WRITTEN REQUEST
Pull out every line in the records below that contains the string "gravel", and list each one.

Extracted data entries

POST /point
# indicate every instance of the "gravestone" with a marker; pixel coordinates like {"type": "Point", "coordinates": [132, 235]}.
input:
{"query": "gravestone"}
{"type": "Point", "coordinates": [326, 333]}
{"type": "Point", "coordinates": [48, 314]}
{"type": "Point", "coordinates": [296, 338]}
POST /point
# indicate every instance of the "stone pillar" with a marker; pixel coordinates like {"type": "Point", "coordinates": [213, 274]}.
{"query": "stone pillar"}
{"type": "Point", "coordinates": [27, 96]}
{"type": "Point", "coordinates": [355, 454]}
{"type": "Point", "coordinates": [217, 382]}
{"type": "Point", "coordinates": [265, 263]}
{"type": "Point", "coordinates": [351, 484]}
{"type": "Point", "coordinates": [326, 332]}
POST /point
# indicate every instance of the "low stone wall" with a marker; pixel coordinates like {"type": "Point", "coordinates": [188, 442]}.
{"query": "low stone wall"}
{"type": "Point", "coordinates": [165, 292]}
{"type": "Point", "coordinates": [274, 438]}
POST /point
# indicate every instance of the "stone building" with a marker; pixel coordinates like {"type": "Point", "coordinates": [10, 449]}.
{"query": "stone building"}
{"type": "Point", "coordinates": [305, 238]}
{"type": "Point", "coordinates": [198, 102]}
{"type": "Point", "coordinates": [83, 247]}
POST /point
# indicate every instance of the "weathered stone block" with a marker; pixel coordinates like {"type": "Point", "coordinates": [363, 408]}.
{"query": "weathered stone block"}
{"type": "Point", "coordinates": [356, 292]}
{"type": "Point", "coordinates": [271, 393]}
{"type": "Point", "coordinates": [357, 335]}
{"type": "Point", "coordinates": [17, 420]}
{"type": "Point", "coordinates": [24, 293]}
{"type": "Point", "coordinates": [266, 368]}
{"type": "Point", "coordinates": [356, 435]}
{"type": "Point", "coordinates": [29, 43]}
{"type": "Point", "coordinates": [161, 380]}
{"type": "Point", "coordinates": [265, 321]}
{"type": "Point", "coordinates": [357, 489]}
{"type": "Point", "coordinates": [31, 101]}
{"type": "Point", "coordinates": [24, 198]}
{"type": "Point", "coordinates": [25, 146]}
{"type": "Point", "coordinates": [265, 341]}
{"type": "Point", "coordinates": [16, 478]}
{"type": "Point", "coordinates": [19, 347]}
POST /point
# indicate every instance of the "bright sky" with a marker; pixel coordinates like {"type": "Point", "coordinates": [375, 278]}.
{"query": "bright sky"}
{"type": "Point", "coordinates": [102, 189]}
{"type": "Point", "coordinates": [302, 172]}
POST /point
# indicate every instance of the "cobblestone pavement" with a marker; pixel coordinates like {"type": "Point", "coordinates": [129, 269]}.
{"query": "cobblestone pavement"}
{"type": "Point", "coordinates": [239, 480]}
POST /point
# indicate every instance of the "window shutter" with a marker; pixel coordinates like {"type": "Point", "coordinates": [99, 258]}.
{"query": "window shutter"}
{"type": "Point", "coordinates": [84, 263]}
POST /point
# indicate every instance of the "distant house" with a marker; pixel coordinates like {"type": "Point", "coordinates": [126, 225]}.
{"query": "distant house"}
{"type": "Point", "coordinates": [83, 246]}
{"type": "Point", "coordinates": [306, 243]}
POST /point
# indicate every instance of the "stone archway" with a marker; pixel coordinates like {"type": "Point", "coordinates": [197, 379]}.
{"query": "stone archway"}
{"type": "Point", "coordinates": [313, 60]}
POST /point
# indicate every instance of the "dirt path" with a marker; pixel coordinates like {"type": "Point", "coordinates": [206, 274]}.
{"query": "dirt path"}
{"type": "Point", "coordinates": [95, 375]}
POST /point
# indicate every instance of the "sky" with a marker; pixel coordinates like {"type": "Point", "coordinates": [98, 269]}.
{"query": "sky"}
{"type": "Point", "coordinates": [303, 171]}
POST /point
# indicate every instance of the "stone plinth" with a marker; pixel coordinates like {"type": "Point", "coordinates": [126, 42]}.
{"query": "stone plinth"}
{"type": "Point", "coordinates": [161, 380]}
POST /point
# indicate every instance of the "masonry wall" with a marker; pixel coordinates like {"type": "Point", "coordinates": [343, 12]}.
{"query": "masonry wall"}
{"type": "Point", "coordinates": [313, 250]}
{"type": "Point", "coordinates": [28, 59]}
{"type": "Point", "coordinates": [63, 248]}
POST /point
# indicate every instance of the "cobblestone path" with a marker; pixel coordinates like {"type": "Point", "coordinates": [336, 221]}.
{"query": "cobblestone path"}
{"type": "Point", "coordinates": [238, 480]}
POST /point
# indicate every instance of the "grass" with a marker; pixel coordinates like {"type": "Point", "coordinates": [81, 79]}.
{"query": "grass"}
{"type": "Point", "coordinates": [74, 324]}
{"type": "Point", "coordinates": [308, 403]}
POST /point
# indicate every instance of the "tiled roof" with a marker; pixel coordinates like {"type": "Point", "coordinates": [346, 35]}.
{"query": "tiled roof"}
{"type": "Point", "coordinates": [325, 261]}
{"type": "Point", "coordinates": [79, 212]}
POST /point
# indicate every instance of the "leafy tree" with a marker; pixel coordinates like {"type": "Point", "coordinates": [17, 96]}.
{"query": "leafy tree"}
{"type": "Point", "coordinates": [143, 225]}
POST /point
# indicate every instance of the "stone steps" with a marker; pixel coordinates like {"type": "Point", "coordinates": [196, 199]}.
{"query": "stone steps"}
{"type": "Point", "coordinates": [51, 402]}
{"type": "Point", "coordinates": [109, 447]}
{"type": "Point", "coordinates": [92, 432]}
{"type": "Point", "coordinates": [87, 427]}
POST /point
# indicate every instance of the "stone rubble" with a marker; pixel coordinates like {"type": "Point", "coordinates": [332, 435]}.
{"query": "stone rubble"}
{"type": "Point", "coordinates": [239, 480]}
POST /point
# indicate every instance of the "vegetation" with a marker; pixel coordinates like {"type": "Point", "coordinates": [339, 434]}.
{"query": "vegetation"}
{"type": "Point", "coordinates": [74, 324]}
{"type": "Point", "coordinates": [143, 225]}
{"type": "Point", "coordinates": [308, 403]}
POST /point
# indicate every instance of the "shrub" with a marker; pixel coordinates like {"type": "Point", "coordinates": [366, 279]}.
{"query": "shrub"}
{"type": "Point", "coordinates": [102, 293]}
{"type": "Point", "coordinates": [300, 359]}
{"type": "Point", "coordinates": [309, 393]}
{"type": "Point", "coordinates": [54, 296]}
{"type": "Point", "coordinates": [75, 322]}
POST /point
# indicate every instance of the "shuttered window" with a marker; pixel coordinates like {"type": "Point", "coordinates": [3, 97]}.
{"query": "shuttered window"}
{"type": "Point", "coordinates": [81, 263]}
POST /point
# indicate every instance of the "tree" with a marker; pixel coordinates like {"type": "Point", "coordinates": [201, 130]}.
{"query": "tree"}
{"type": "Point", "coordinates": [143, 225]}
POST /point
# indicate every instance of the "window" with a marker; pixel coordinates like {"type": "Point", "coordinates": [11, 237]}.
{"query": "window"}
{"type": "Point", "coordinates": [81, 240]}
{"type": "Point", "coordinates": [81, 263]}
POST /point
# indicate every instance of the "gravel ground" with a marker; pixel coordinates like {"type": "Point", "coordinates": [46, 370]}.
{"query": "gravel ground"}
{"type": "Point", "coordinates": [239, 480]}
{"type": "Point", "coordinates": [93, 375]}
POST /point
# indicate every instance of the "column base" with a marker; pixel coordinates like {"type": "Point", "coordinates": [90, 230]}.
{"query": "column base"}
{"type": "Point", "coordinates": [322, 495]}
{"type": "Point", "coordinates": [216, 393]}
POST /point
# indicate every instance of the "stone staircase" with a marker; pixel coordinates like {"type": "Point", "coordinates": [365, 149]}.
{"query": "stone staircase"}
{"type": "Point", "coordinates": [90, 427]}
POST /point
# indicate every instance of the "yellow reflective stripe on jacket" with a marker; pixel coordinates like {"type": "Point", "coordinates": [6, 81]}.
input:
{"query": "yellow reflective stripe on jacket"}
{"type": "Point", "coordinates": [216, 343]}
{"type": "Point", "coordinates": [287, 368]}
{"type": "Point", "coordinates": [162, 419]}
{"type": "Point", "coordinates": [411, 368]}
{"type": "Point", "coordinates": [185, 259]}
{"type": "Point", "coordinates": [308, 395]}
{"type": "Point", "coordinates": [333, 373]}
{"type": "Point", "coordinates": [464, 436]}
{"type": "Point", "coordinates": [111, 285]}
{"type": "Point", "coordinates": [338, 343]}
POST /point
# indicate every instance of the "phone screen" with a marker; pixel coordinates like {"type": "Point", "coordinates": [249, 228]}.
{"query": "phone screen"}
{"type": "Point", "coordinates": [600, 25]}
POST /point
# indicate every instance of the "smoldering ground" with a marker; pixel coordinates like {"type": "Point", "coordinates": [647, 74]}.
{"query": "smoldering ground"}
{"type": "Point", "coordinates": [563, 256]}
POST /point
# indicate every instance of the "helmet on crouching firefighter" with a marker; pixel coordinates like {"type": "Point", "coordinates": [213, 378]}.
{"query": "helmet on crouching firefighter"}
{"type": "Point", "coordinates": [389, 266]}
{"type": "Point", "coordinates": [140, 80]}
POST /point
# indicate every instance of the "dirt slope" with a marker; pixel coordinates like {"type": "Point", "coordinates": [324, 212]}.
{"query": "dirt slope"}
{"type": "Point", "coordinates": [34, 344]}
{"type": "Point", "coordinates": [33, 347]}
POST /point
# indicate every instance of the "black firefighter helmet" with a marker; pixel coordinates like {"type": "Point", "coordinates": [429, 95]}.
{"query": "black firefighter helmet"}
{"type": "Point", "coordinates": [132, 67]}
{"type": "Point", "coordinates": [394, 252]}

REPLY TO THE EXERCISE
# indicate every instance of the "gravel ground" with a marker; pixel coordinates like {"type": "Point", "coordinates": [46, 370]}.
{"query": "gravel ground"}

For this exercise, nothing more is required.